### Task goal
Convert the whole listing below into a two-column CSV with the headers instruction and outline. Each row should hold one instruction's text and its answer. Put each value in a single quoted field and replace line breaks with spaces.

### Dataset excerpts

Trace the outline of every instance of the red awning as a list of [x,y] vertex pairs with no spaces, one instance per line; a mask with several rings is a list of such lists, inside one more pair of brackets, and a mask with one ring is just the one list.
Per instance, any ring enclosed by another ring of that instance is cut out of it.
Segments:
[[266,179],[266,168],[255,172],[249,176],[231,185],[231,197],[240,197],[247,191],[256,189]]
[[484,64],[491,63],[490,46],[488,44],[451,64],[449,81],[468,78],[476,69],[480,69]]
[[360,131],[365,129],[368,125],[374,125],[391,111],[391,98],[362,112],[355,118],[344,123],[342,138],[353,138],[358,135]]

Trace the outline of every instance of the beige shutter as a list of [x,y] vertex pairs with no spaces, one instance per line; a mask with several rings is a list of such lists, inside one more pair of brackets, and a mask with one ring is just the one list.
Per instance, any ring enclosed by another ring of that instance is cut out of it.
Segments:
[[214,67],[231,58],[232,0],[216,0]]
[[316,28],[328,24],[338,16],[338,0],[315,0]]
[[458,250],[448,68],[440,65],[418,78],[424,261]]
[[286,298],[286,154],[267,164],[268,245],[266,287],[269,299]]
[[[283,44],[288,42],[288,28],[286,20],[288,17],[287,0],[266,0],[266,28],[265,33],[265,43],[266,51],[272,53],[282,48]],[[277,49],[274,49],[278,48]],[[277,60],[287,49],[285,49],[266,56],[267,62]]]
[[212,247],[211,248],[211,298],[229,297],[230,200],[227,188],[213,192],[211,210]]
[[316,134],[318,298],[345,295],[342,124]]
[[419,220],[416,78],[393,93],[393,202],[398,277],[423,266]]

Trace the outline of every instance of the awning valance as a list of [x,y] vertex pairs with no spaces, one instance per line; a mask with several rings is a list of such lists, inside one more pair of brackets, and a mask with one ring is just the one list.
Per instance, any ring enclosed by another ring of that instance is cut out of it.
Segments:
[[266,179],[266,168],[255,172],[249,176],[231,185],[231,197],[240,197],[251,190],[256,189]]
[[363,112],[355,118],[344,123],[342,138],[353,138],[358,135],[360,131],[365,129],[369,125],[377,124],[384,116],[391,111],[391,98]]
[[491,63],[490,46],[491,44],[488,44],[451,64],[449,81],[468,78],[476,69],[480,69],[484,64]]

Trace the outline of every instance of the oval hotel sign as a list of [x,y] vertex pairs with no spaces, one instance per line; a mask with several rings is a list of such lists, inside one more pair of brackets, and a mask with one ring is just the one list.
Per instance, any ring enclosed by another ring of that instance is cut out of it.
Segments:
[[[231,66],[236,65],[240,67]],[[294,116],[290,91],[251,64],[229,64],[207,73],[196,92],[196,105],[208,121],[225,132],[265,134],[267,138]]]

### Result of the exercise
instruction,outline
"Trace the outline of every instance of the red awning as a list of [x,y] vertex pairs with no spaces, one instance per line; a mask with several rings is a list of such lists, inside one more pair of brackets, and a mask with one ring is just the one list. Per instance, any ring enclosed by another ring of that instance is cut out of it. Segments:","[[266,179],[266,168],[255,172],[249,176],[231,185],[231,197],[240,197],[247,191],[256,189]] [[484,64],[491,63],[490,46],[488,44],[451,64],[449,81],[468,78],[476,69],[480,69]] [[360,131],[365,129],[368,125],[374,125],[391,111],[391,98],[362,112],[355,118],[344,123],[342,138],[353,138],[358,135]]"
"Trace the outline of every instance of the beige shutter as a list of [x,y] vertex pairs with no spaces, one instance per line; a mask with several rings is a list of such lists, inside one more pair of brackets, and a mask with one ring is just the one list. Per instance, any ring enclosed by another ring of that instance is cut out of it. Segments:","[[214,67],[231,58],[232,0],[216,0]] [[316,28],[328,24],[338,16],[338,0],[315,0]] [[458,250],[448,68],[440,65],[418,78],[424,261]] [[286,298],[286,154],[267,164],[268,245],[266,287],[269,299]] [[[283,44],[288,42],[288,28],[286,20],[288,17],[287,0],[266,0],[266,28],[265,33],[265,43],[266,51],[272,53],[282,48]],[[277,49],[274,49],[278,48]],[[277,60],[287,49],[285,49],[266,56],[267,62]]] [[212,247],[211,248],[211,298],[229,297],[230,200],[227,188],[213,192],[211,210]] [[316,134],[318,298],[345,295],[342,124]] [[419,220],[416,78],[393,93],[393,202],[398,277],[423,266]]"
"Trace the outline of every instance of the awning valance as a list of [x,y] vertex pairs with no spaces, one instance per line; a mask with several rings is a list of such lists, inside one more pair of brackets, and a mask with one ring is just the one list. Per instance, any ring enclosed by another ring of that instance is cut out of it. Segments:","[[266,179],[266,168],[255,172],[249,176],[231,185],[231,197],[240,197],[251,190],[256,189]] [[363,112],[355,118],[344,123],[342,138],[353,138],[358,135],[360,131],[365,129],[369,125],[377,124],[384,116],[391,111],[391,98]] [[491,63],[490,46],[491,44],[488,44],[451,64],[449,81],[468,78],[476,69],[480,69],[484,64]]"
"Trace the outline of every instance of the oval hotel sign as a list of [x,y] vertex pairs with no spaces, one instance per line; a mask with several rings is a list of such lists, inside one more pair of brackets, and a mask with one ring is just the one list. Per instance, any ring enclosed by another ring of that instance is cut out of it. Segments:","[[[231,66],[236,65],[240,67]],[[294,116],[290,91],[251,64],[229,64],[207,73],[196,92],[196,105],[208,121],[225,132],[265,134],[267,138]]]"